> What to work on
Select every line of the items below that contains the word "curly", and copy each of those lines in full.

━━━━━━━━

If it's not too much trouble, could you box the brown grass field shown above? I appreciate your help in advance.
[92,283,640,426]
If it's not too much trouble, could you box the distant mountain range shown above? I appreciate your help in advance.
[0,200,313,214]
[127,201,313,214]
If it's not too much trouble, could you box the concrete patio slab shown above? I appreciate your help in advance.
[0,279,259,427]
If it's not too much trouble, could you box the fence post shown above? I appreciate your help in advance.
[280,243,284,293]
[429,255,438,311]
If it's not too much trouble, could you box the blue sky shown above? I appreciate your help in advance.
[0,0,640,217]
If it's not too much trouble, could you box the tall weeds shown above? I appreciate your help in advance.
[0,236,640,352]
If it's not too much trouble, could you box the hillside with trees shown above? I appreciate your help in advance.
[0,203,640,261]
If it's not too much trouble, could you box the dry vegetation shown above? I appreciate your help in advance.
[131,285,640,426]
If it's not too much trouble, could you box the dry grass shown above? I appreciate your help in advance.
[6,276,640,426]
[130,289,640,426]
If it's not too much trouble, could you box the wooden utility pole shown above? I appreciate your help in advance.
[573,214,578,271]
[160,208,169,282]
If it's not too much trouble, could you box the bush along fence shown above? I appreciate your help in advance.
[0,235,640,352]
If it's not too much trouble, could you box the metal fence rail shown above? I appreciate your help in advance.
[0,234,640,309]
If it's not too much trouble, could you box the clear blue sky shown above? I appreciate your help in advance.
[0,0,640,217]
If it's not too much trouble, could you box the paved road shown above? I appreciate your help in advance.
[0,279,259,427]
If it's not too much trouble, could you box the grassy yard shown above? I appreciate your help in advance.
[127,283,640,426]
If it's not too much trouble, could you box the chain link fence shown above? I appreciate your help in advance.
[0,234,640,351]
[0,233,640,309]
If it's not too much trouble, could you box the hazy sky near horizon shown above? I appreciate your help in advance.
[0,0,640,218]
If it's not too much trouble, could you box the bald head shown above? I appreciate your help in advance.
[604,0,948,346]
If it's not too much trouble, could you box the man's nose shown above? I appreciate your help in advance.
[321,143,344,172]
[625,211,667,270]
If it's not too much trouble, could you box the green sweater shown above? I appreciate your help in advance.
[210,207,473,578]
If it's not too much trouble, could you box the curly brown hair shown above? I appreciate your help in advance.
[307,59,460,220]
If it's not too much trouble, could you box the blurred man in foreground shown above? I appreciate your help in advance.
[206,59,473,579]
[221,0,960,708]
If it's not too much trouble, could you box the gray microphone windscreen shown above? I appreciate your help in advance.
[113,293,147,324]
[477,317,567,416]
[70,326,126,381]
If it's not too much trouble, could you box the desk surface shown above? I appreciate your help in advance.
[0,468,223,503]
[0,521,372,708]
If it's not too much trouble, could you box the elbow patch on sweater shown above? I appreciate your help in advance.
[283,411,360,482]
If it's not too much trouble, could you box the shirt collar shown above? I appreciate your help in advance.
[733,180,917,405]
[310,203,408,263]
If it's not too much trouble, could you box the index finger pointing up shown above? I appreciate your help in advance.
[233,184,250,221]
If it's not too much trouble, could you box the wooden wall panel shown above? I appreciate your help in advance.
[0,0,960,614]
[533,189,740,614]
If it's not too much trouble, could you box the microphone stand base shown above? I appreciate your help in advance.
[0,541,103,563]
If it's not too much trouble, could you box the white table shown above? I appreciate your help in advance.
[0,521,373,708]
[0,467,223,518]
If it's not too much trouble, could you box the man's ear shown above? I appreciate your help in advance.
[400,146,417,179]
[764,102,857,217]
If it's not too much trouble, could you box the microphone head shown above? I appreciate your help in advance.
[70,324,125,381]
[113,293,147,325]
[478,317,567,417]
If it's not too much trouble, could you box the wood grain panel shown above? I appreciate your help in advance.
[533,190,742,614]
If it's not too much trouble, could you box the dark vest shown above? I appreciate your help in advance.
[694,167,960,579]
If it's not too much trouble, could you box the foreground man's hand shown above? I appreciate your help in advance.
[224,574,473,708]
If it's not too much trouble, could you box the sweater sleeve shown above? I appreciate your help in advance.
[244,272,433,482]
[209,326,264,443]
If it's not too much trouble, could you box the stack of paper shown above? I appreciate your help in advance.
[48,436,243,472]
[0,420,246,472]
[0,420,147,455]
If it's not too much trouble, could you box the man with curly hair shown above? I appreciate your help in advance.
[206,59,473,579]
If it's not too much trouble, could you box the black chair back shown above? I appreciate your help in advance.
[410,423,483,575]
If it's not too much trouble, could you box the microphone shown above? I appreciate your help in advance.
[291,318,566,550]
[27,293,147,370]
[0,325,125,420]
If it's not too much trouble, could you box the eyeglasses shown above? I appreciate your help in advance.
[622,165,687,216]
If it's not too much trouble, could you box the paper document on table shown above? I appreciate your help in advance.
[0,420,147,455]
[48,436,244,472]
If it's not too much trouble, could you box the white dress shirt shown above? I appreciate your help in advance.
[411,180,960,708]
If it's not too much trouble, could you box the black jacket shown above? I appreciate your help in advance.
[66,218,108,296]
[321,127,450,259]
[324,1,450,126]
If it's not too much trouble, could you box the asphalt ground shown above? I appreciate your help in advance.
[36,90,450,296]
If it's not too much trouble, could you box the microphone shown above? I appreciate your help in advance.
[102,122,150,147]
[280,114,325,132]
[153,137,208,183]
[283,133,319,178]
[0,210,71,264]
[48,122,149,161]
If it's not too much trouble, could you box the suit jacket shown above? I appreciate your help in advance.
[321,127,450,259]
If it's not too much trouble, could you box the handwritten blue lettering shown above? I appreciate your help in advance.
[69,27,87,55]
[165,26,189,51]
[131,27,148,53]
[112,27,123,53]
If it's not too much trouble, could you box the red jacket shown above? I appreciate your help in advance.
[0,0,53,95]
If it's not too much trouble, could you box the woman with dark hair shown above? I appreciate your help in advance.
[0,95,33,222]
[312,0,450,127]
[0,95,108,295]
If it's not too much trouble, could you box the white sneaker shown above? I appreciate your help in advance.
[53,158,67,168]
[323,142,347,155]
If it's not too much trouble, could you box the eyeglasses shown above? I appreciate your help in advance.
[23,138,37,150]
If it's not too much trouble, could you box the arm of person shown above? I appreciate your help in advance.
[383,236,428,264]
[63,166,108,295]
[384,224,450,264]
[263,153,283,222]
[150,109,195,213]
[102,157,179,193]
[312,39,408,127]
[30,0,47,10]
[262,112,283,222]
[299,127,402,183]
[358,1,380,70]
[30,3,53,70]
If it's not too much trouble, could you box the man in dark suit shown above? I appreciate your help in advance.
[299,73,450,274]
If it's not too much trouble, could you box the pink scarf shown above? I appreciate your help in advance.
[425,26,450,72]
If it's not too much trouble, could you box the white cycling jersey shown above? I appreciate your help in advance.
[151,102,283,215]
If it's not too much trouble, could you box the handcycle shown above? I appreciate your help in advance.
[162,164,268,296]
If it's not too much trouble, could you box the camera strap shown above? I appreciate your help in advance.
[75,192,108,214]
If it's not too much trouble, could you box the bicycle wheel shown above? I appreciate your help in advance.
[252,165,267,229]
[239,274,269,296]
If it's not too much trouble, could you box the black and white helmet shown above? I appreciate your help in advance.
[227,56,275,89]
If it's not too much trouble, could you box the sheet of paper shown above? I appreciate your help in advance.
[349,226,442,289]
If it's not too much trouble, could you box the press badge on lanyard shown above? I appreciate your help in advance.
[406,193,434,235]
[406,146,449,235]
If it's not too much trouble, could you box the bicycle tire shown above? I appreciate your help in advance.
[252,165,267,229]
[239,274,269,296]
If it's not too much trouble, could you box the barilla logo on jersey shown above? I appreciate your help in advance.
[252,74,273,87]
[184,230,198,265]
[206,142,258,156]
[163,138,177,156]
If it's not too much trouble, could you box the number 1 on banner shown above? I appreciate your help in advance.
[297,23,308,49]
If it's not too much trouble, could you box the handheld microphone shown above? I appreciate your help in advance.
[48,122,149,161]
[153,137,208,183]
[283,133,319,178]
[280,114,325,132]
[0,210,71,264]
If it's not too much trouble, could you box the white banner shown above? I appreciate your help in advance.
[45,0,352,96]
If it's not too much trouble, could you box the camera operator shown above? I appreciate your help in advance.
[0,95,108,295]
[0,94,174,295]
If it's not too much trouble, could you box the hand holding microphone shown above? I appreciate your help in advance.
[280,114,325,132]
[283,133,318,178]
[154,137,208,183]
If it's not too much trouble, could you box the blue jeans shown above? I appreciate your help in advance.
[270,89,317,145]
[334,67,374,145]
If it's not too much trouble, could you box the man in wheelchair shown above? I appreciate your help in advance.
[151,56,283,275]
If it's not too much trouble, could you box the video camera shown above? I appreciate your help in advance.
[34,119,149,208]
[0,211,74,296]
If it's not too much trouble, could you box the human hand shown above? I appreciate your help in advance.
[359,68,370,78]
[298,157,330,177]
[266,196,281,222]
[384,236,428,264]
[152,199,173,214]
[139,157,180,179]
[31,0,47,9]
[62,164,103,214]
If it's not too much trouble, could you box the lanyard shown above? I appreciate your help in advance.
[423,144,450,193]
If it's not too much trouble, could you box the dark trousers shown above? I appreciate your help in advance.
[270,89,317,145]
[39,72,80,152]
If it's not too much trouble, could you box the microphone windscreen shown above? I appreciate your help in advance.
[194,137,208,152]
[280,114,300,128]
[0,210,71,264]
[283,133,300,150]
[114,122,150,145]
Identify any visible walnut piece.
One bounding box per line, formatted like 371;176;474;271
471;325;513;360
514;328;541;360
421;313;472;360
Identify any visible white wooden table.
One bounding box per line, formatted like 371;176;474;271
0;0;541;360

━━━━━━━━

> Written solution
If it's not too much trouble, could you box the curly brown hair shown above? I appreciate your help in advance.
If it's not too much trouble, could you box the man with curly hair shown above? I appreciate your help in advance.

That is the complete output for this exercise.